» Exercise: Turn all the material below into a numbered list with one line per number, and skip any blank lines.

== Given data ==

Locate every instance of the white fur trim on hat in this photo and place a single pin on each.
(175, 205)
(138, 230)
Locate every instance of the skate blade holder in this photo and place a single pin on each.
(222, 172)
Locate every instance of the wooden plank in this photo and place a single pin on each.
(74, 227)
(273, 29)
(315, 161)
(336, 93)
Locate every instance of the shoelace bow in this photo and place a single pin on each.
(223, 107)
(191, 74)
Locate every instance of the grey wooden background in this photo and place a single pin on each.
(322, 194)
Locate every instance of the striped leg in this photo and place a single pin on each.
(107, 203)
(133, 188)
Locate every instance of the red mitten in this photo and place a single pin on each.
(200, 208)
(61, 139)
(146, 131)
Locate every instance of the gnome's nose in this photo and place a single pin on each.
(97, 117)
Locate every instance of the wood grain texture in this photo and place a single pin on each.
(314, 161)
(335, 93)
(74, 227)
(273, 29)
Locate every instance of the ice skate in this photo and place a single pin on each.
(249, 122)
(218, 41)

===

» Result:
1. Locate every instance of the white fur trim on hat in this photo and place a single pin on each.
2. (175, 205)
3. (138, 230)
4. Locate every instance of the skate blade holder in this photo and place a single pin on each.
5. (222, 172)
6. Locate every instance of the wooden plank in this photo and place a single pin on each.
7. (74, 227)
8. (273, 29)
9. (315, 161)
10. (336, 93)
11. Locate every instance of the shoelace bow in this photo and place a single pin on each.
12. (223, 107)
13. (191, 74)
14. Locate every instance of the grey wooden background in this photo and place a single pin on each.
15. (322, 194)
16. Locate every instance of the striped leg in this photo and place a single pin on each.
17. (107, 203)
18. (133, 188)
19. Locate every instance of the red mitten in this photo and place a single pin on each.
20. (200, 208)
21. (61, 139)
22. (146, 131)
23. Locate every instance of the gnome's nose in this photo and place a single pin on each.
24. (97, 117)
25. Locate every instance of the wood grain texture in this photo and place a single pin on each.
26. (314, 161)
27. (335, 93)
28. (74, 227)
29. (273, 29)
30. Locate every instance of the ice skate in this photo and place a single pin on each.
31. (249, 122)
32. (218, 41)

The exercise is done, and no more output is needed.